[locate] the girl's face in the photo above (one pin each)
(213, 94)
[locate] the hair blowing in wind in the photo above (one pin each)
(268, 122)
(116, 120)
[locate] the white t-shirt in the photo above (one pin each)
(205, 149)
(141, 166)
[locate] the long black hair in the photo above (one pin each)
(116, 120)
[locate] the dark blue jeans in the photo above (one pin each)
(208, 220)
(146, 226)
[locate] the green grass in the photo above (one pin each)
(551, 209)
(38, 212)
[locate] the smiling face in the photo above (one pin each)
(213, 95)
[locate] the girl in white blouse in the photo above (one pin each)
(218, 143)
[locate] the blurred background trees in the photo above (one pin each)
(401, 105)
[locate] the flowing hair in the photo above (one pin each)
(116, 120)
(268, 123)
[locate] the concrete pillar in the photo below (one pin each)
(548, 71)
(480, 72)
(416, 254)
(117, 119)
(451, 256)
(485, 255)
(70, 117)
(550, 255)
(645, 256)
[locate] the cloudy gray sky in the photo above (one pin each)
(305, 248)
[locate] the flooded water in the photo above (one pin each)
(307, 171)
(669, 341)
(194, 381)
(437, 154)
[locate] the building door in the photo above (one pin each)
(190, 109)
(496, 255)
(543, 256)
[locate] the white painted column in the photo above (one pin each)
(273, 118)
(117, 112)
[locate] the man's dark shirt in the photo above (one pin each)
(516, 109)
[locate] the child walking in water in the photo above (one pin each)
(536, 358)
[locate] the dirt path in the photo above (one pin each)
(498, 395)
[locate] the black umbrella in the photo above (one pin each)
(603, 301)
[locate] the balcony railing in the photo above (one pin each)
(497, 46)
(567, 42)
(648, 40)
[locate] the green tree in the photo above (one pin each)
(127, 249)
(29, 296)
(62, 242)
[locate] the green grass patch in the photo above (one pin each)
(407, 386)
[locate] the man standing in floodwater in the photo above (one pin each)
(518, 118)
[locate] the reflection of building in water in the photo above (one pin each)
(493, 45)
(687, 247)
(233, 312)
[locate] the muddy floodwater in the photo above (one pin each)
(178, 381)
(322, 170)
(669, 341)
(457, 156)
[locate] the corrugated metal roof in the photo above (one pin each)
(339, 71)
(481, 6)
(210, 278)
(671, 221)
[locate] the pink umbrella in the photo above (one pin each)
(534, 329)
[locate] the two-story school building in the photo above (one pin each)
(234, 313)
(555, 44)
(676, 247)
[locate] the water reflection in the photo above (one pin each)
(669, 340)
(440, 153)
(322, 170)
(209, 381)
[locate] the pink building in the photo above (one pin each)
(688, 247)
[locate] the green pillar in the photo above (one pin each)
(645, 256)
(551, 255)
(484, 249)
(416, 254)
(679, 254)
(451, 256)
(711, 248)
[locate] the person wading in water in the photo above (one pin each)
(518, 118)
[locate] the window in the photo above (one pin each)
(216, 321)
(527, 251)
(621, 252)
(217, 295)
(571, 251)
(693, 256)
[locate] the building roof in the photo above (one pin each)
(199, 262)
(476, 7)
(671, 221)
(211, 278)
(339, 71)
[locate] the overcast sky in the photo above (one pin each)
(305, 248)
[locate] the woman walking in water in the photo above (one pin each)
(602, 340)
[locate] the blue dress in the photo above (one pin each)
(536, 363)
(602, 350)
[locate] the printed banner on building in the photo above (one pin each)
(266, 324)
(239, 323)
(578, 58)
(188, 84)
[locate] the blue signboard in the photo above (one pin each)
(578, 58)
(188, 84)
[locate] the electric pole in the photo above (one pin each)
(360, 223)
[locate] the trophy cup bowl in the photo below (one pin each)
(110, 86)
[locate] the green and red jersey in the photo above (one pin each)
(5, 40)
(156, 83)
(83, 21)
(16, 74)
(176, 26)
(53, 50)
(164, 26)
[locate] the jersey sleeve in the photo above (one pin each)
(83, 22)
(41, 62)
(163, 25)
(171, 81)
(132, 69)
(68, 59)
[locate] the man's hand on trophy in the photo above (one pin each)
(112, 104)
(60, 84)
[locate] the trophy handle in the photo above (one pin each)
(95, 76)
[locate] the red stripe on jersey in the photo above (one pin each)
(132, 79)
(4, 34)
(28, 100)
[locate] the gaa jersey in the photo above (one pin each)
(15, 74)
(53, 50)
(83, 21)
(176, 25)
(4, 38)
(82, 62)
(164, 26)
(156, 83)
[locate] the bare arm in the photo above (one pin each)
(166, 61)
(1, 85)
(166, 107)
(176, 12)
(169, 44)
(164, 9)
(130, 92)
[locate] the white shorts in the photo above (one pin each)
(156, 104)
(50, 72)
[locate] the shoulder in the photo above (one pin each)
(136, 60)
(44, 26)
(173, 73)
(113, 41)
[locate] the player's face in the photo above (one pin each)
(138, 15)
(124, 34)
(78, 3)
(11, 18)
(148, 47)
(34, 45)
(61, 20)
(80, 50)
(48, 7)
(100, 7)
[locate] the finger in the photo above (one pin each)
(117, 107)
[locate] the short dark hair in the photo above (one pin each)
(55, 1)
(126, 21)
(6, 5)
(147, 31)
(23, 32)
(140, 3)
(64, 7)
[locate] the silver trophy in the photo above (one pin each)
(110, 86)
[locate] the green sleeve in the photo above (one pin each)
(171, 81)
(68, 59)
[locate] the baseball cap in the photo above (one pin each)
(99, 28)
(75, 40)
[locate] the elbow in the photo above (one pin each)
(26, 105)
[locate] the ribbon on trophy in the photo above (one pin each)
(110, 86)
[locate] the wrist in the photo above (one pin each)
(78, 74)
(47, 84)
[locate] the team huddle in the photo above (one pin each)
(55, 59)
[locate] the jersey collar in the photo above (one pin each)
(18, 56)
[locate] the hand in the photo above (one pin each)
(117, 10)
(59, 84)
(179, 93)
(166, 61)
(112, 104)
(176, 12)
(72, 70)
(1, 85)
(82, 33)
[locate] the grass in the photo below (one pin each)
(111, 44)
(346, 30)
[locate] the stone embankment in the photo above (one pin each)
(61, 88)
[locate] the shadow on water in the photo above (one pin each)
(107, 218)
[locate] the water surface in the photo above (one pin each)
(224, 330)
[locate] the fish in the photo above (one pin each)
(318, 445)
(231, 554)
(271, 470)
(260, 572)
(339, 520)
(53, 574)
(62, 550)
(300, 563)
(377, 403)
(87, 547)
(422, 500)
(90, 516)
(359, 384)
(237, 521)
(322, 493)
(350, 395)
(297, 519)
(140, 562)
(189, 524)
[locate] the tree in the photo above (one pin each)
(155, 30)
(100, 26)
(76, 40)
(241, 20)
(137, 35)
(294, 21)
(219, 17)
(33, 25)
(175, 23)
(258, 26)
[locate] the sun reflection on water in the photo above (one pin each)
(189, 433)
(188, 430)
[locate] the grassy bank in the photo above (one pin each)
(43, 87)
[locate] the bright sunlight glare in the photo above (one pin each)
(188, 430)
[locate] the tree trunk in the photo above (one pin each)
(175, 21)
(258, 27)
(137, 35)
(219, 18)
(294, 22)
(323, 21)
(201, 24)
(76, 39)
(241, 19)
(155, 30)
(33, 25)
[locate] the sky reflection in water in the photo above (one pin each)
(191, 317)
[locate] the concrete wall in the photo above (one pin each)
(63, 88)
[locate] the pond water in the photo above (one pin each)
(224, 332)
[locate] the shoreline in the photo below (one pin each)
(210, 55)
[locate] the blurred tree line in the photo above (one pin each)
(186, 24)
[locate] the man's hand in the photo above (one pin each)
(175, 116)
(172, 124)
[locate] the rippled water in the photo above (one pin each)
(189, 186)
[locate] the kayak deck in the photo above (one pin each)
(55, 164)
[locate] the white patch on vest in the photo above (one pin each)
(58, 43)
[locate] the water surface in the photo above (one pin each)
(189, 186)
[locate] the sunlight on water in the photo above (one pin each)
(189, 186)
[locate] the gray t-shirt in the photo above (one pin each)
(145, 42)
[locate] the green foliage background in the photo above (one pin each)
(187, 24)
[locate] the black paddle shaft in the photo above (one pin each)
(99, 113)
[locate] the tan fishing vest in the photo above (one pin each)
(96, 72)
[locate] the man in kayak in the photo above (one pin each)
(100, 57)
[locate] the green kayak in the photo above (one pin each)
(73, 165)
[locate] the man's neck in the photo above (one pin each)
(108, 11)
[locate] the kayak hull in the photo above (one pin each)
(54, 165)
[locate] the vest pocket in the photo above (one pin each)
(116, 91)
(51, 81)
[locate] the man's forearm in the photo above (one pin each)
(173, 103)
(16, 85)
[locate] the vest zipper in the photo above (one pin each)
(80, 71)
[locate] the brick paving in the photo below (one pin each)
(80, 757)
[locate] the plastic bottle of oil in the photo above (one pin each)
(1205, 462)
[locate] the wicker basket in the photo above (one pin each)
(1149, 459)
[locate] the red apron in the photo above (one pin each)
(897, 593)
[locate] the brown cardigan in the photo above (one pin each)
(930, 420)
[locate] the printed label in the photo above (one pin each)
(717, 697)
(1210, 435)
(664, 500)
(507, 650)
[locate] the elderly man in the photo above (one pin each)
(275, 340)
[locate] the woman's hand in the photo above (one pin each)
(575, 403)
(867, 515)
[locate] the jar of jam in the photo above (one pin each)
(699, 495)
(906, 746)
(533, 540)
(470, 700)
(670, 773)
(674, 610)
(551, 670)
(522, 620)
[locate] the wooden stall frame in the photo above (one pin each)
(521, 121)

----------------------------------------

## SHORT TASK
Extract every line from the one with "[locate] the sunlight" down to the final line above, both included, exactly as written.

## RESULT OF THIS EXERCISE
[locate] the sunlight on water in the photo above (one pin each)
(189, 186)
[locate] the gray t-shirt in the photo above (one pin each)
(145, 42)
[locate] the green foliage background in the photo above (one pin each)
(187, 24)
[locate] the black paddle shaft in the photo above (one pin each)
(99, 113)
[locate] the tan fishing vest in the photo above (one pin each)
(96, 72)
[locate] the man in kayak in the photo above (one pin each)
(100, 57)
[locate] the green kayak in the photo above (one pin each)
(73, 165)
[locate] the man's neck in the photo above (one pin each)
(108, 11)
[locate] the kayak hull in the photo above (one pin each)
(54, 165)
[locate] the vest pocket in the photo above (one pin each)
(116, 91)
(51, 81)
[locate] the man's forearm in the photo above (one pin each)
(173, 103)
(16, 85)
[locate] the vest zipper in the photo above (one pin each)
(80, 71)
[locate] the brick paving in the photo below (one pin each)
(80, 757)
[locate] the plastic bottle of oil in the photo above (one pin each)
(1205, 462)
[locate] the wicker basket in the photo above (one pin each)
(1149, 459)
[locate] the red apron in the photo above (one pin each)
(897, 593)
[locate] the brown cardigan in the photo above (one pin each)
(930, 420)
[locate] the printed label in the photo above (one pin each)
(717, 697)
(1210, 435)
(664, 500)
(507, 650)
[locate] the elderly man in the photo above (one pin each)
(275, 340)
[locate] the woman's hand in the photo above (one pin each)
(575, 403)
(867, 515)
[locate] the jar of jam in the photo above (one pin each)
(699, 495)
(906, 746)
(533, 540)
(470, 700)
(670, 773)
(674, 610)
(551, 670)
(522, 620)
[locate] the wooden stall frame in the photo above (one pin each)
(521, 121)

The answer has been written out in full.